begin Records for the task

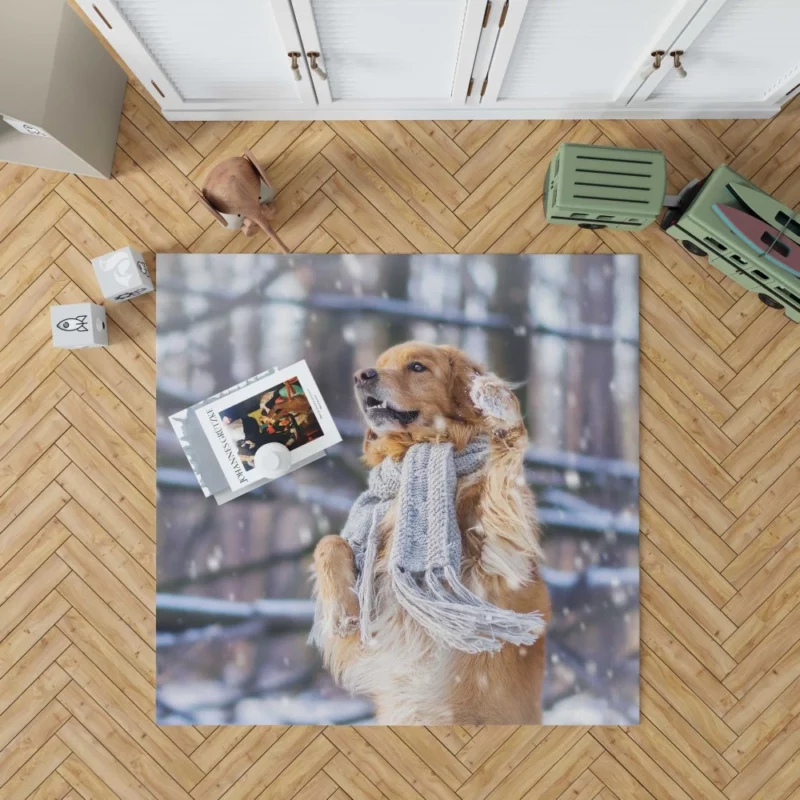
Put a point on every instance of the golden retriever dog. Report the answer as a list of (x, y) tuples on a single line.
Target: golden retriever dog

end Records for the task
begin Records for the task

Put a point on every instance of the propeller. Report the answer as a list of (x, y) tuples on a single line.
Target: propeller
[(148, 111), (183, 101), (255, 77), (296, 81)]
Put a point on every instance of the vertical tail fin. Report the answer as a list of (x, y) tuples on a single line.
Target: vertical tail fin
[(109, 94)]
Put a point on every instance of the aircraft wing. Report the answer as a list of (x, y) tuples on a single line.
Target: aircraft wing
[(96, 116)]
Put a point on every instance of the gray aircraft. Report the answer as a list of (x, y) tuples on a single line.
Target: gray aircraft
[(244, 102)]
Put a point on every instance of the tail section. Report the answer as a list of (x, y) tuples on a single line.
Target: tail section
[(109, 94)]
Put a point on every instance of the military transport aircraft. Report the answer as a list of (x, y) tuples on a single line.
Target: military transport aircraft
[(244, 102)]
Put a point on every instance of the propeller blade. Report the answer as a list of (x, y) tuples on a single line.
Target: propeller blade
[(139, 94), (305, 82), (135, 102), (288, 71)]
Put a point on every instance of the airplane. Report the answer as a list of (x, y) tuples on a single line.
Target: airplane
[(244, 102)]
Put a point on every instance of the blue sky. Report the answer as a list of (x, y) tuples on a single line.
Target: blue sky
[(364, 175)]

end Records for the task

▶ **Task to complete**
Rewrite the rows above as a numbered list with no blank lines, beginning at the line that has "Put a point on every instance of the airplane." and stopping after the line that has "[(364, 175)]".

▶ **Finished exercise**
1. Put a point on every instance of the airplane. Report the answer as a list of (x, y) tuples on a single line.
2. Target: airplane
3. [(244, 102)]
4. Put a point on every instance of the blue sky. Report the answer as a list of (x, y) tuples on a single line.
5. Target: blue sky
6. [(364, 175)]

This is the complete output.